### Extracted information ###

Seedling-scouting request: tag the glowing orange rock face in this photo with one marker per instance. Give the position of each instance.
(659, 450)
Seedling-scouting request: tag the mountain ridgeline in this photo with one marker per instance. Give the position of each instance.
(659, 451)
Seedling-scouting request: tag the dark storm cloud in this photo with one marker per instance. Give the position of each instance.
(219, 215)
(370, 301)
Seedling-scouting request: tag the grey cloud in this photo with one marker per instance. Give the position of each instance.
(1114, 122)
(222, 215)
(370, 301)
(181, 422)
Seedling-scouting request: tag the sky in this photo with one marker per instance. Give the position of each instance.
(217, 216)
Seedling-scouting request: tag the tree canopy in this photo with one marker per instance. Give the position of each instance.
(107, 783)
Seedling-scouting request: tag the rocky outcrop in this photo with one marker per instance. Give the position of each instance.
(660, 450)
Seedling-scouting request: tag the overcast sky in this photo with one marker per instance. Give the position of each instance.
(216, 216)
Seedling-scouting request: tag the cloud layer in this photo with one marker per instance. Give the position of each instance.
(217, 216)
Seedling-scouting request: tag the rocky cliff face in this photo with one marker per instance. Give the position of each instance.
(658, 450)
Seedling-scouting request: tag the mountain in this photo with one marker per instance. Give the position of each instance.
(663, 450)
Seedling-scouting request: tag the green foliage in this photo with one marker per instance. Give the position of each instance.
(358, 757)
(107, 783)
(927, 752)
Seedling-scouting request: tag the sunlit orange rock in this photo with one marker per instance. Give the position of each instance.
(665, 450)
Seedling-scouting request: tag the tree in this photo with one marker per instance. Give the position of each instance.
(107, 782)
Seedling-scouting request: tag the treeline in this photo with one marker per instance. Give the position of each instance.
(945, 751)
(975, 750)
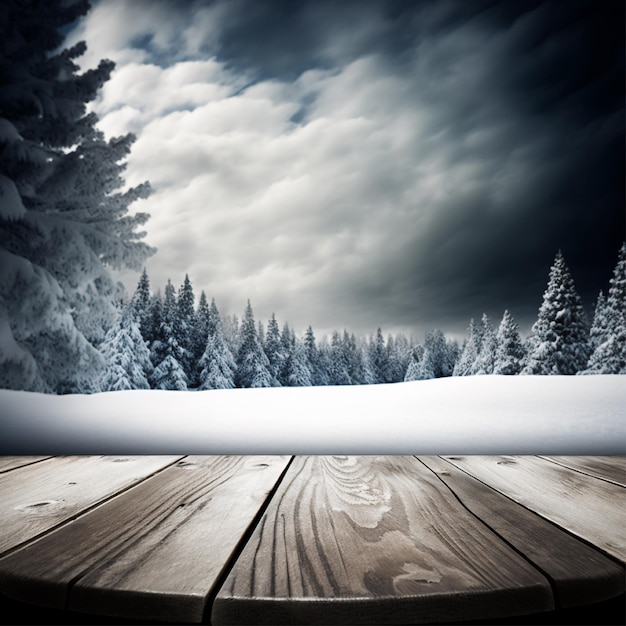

###

Leave out the pictures and return every record word for word.

## Response below:
Seedling-scouting request: tag the glowing orange rock face in this photo with one marker per instance. Give the position of each instance.
(659, 450)
Seedling-scouting request: tag the mountain ridgeline in this photo with one marker per instance. Give the position of each instance.
(659, 451)
Seedling-scouting request: tag the dark storm cloud in this photo with one marker per instance. Give the position of each instance.
(219, 215)
(370, 301)
Seedling-scouting request: tag the grey cloud in this photo with one marker per instance. Give the position of each instance.
(1114, 122)
(222, 215)
(370, 301)
(181, 422)
Seedling-scouting request: tag the sky in this photo with one marker per instance. Give the position of each instance.
(217, 216)
Seedling-scouting request: tag the tree canopy in this photo with one marker per instance. Give the position of each instance.
(107, 783)
Seedling-scouting request: tag the rocky outcrop in this photo with one marker per instance. Give the position of each instance.
(660, 450)
Seedling-scouting request: tag the overcast sky in this photo with one marker per instance. Give the position of each instance.
(216, 216)
Seedling-scouting request: tag the cloud layer in this photo with one marker per instance. Give the position of each instance.
(217, 216)
Seedling-scouting request: tag the rocky cliff face in this photo with one marker per instance. Give the position of each instance.
(658, 450)
Seedling-scouting request: tag the mountain in this photo with one marker per instance. Give the position of each instance.
(663, 450)
Seedling-scouting request: tag the green foliage in this photo with one marker per instance. Give the position of each instance.
(358, 757)
(107, 783)
(927, 752)
Seedling-scouting request: tag the sunlit orange rock in this photo with one marker per instance. Give the position of each instance.
(665, 450)
Seedling-scouting request: tag the tree in this photo with one marker per instance. Give the position of each instance.
(107, 782)
Seedling-scouting request: tag the treeline in this photo with one marker per instance. Give the position of each instance.
(945, 751)
(975, 750)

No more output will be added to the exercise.